YOUR ASSIGNMENT:
Reproduce the records word for word, from their first line through the line containing "negative clicks: (43, 35)", both ends included.

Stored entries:
┏━━

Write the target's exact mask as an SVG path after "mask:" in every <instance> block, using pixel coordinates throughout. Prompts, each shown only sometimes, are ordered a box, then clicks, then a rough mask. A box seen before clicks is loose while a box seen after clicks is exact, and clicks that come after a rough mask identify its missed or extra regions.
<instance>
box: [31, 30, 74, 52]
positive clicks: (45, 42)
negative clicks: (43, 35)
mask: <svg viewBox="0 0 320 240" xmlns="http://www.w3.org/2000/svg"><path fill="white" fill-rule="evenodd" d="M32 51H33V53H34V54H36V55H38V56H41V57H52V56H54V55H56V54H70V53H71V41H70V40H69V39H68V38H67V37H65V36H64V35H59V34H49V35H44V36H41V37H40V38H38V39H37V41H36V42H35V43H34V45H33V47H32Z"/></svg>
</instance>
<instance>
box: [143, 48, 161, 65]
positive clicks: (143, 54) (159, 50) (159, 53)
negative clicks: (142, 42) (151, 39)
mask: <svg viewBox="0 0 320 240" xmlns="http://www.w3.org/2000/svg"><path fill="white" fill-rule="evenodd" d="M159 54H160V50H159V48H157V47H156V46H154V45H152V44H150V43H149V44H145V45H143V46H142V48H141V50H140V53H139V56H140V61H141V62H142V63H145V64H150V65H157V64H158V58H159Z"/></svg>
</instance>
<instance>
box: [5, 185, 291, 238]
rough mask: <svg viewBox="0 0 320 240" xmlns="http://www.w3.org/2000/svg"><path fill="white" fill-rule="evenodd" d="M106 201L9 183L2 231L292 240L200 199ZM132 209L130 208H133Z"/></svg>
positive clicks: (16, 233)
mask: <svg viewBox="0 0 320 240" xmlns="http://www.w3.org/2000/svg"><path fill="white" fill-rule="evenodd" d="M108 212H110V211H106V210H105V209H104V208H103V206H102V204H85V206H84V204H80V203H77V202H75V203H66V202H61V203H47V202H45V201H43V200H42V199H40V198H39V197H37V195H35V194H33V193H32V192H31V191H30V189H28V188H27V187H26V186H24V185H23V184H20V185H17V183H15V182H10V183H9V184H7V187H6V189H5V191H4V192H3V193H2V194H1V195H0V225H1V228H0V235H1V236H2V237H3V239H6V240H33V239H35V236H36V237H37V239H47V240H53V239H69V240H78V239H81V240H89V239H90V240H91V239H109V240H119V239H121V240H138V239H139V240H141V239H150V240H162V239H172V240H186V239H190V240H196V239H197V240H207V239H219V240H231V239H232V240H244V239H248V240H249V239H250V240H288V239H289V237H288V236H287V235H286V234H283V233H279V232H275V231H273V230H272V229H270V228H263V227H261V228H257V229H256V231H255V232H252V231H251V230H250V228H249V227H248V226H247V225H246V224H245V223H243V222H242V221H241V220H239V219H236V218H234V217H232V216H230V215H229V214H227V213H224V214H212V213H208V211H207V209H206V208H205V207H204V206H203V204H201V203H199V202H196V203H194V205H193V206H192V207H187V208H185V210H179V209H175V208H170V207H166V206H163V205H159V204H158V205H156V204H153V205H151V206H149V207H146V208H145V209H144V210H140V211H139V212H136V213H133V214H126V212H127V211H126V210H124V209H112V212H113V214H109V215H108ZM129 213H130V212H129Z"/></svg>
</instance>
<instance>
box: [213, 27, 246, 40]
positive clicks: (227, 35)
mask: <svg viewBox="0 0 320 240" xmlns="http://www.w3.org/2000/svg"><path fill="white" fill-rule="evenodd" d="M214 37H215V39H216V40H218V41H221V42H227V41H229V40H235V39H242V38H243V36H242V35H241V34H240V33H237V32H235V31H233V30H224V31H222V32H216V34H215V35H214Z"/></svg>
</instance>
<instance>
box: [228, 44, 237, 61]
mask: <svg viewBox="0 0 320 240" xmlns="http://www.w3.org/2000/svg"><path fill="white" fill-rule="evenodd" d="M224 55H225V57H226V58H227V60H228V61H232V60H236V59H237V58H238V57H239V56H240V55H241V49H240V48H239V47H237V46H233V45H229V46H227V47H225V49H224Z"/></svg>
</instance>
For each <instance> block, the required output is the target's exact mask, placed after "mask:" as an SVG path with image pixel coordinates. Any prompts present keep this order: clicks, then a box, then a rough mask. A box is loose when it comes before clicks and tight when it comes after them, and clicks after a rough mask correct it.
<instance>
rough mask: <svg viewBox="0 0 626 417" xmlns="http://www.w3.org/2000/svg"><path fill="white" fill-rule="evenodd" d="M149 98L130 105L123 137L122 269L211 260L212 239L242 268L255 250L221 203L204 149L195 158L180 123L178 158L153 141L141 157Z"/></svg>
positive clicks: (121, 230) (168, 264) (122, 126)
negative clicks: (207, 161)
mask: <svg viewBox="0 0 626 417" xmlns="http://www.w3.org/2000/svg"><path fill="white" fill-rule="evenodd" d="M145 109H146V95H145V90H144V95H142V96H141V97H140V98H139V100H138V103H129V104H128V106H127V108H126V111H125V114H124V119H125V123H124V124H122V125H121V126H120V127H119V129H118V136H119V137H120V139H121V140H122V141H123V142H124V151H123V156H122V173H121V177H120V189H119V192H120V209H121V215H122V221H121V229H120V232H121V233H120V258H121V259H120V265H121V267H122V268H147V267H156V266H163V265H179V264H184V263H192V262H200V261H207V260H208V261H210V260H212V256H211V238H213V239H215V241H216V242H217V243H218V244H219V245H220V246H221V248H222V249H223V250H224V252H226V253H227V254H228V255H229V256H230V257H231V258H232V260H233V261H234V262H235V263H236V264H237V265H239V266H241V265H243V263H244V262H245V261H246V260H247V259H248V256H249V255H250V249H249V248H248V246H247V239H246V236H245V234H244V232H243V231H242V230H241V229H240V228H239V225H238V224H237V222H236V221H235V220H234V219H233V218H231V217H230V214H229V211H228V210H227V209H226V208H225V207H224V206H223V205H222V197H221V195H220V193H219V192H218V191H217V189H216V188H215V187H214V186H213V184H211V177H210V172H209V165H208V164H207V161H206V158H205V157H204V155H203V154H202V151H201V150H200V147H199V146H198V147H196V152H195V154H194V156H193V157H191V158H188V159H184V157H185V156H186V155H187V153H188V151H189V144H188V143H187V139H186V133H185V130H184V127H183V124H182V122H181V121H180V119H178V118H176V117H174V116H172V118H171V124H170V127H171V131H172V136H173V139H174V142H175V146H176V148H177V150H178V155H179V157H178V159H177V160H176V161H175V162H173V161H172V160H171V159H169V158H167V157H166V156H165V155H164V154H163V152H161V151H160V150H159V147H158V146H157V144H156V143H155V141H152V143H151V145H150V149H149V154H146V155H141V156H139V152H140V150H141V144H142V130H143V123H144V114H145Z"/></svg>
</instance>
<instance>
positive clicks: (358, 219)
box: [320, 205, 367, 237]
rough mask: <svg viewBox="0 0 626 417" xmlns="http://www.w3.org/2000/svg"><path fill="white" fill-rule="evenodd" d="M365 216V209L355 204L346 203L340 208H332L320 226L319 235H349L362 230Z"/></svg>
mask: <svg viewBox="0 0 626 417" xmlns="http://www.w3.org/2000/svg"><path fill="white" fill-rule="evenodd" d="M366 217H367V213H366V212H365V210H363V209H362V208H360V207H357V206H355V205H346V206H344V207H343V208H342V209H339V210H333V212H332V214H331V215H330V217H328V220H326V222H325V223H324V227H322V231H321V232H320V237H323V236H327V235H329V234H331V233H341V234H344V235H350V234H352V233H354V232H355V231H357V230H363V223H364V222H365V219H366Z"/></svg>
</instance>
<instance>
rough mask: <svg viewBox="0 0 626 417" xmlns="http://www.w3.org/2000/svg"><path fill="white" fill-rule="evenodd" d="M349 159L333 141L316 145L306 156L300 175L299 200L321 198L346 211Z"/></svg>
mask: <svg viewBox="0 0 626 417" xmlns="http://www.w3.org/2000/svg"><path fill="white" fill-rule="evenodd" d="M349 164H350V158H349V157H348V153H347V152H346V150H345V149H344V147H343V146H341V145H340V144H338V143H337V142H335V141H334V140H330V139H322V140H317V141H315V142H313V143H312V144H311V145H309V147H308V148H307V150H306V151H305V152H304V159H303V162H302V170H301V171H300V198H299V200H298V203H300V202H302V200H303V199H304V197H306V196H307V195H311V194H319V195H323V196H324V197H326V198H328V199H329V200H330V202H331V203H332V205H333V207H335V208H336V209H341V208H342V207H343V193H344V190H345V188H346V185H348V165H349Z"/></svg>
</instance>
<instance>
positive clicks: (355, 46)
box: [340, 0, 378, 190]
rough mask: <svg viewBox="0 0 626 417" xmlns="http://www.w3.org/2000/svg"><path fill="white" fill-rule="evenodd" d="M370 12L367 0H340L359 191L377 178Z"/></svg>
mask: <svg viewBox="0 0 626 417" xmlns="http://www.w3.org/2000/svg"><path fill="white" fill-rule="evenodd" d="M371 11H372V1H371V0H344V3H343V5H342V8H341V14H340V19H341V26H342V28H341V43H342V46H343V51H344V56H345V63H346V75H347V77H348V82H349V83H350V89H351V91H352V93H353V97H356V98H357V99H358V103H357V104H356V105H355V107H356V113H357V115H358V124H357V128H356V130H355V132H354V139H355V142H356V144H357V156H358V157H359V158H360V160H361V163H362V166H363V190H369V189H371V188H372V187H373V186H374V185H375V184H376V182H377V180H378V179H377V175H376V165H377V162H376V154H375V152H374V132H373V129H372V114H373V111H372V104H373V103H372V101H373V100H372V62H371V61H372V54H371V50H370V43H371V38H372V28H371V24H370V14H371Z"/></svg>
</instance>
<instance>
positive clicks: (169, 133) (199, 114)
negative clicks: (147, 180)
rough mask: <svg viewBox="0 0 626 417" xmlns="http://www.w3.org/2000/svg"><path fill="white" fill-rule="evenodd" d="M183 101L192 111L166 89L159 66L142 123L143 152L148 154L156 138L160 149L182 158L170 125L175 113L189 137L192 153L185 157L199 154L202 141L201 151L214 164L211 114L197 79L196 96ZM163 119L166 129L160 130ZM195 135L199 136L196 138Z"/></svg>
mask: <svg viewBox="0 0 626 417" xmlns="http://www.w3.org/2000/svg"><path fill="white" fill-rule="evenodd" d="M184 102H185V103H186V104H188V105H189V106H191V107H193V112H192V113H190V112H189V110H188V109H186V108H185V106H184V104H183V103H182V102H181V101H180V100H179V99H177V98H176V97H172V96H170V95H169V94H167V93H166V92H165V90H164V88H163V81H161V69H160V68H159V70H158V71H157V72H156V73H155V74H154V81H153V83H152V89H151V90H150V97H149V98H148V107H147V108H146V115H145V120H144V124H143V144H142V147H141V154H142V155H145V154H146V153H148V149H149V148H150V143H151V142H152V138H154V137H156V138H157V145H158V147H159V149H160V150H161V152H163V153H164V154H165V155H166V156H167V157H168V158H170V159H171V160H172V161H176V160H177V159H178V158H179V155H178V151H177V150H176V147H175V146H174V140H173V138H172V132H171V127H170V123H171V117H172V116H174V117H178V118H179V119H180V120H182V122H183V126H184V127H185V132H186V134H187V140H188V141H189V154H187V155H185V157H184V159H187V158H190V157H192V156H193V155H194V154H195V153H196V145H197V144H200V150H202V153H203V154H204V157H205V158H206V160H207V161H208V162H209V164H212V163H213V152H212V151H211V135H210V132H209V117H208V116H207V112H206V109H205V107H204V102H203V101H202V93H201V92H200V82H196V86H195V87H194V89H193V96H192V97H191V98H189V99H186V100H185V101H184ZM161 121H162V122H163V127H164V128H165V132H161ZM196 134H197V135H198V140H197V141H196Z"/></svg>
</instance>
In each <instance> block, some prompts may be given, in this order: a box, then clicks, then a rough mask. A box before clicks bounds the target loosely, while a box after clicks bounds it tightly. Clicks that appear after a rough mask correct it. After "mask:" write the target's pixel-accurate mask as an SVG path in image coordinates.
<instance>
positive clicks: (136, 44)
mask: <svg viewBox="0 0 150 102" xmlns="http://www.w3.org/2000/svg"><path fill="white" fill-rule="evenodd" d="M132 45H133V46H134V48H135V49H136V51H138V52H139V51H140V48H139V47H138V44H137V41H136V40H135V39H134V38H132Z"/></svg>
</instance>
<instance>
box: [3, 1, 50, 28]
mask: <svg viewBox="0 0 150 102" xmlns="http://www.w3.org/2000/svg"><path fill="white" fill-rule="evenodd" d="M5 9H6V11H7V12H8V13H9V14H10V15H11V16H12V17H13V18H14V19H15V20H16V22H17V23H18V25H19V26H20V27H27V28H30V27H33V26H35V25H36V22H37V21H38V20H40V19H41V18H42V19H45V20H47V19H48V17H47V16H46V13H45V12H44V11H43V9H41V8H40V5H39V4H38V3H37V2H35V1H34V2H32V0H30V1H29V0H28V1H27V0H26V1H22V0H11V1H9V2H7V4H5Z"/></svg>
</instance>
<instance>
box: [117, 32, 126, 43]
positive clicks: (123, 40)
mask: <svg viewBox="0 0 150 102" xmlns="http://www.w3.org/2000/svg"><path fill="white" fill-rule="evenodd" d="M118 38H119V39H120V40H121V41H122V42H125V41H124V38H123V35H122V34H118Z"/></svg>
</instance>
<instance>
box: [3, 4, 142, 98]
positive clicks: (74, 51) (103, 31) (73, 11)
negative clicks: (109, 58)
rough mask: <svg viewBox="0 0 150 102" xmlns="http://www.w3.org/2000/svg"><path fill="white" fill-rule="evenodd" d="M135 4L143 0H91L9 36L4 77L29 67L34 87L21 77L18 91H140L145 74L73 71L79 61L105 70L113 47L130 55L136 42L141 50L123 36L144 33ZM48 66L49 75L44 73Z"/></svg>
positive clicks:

┗━━

RESULT:
Write the target's exact mask as an SVG path after "mask:" in every <instance> block, using pixel coordinates throughout. Prompts, each shown only sometimes, are ordered a box, then clicks, then a rough mask. A box seen before clicks is loose while a box seen after clicks is exact, and clicks that come after a rough mask identify its missed or extra regions.
<instance>
box: [31, 30, 74, 52]
positive clicks: (45, 42)
negative clicks: (43, 35)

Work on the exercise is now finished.